• **Exercise requirements**:
• 1. In the estrogen passage, in what year was estradiol discovered?
• 2. Copy the estrogen passage from "Estrogens are among" up to and including "to male fish.", swapping "farm animals" for "livestock".

• **Source passage**:
----
Estrogen metabolism in humans
Estrogens are used as medications, mainly in hormonal contraception, hormone replacement therapy, and to treat gender dysphoria in transgender women and other transfeminine individuals as part of feminizing hormone therapy.
In 1929, Adolf Butenandt and Edward Adelbert Doisy independently isolated and purified estrone, the first estrogen to be discovered. Then, estriol and estradiol were discovered in 1930 and 1933, respectively. Shortly following their discovery, estrogens, both natural and synthetic, were introduced for medical use. Examples include estriol glucuronide (Emmenin, Progynon), estradiol benzoate, conjugated estrogens (Premarin), diethylstilbestrol, and ethinylestradiol.
The word estrogen derives from Ancient Greek. It is derived from "oestros" (a periodic state of sexual activity in female mammals), and genos (generating). It was first published in the early 1920s and referenced as "oestrin". With the years, American English adapted the spelling of estrogen to fit with its phonetic pronunciation. Nevertheless, both estrogen and oestrogen are used nowadays, yet some still wish to maintain its original spelling as it reflects the origin of the word.
Estrogens are among the wide range of endocrine-disrupting compounds (EDCs) because they have high estrogenic potency. When an EDC makes its way into the environment, it may cause male reproductive dysfunction to wildlife. The estrogen excreted from farm animals makes its way into fresh water systems. During the germination period of reproduction the fish are exposed to low levels of estrogen which may cause reproductive dysfunction to male fish.
Some hair shampoos on the market include estrogens and placental extracts; others contain phytoestrogens. In 1998, there were case reports of four prepubescent African-American girls developing breasts after exposure to these shampoos. In 1993, the FDA determined that not all over-the-counter topically applied hormone-containing drug products for human use are generally recognized as safe and effective and are misbranded. An accompanying proposed rule deals with cosmetics, concluding that any use of natural estrogens in a cosmetic product makes the product an unapproved new drug and that any cosmetic using the term "hormone" in the text of its labeling or in its ingredient statement makes an implied drug claim, subjecting such a product to regulatory action.
In addition to being considered misbranded drugs, products claiming to contain placental extract may also be deemed to be misbranded cosmetics if the extract has been prepared from placentas from which the hormones and other biologically active substances have been removed and the extracted substance consists principally of protein. The FDA recommends that this substance be identified by a name other than "placental extract" and describing its composition more accurately because consumers associate the name "placental extract" with a therapeutic use of some biological activity.
----
• **Dataset records**:
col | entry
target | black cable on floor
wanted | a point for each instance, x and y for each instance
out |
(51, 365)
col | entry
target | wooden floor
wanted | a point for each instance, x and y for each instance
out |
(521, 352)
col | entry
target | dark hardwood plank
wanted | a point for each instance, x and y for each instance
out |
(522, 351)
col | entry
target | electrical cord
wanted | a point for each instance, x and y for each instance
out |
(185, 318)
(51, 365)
----
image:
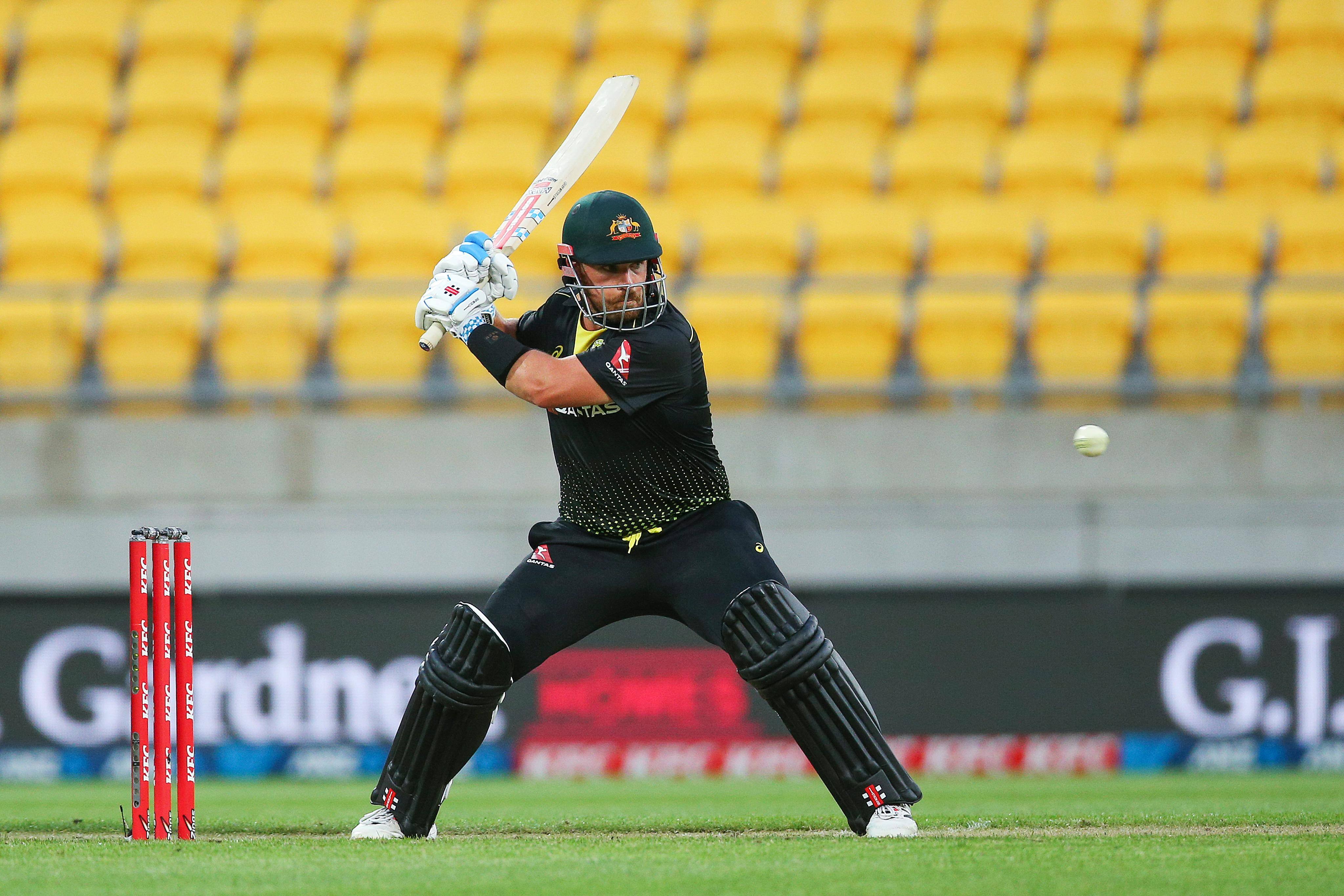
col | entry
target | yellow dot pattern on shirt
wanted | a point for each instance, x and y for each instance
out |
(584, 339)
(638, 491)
----
• **Solutions per task**:
• 1. 1933

• 2.
Estrogens are among the wide range of endocrine-disrupting compounds (EDCs) because they have high estrogenic potency. When an EDC makes its way into the environment, it may cause male reproductive dysfunction to wildlife. The estrogen excreted from livestock makes its way into fresh water systems. During the germination period of reproduction the fish are exposed to low levels of estrogen which may cause reproductive dysfunction to male fish.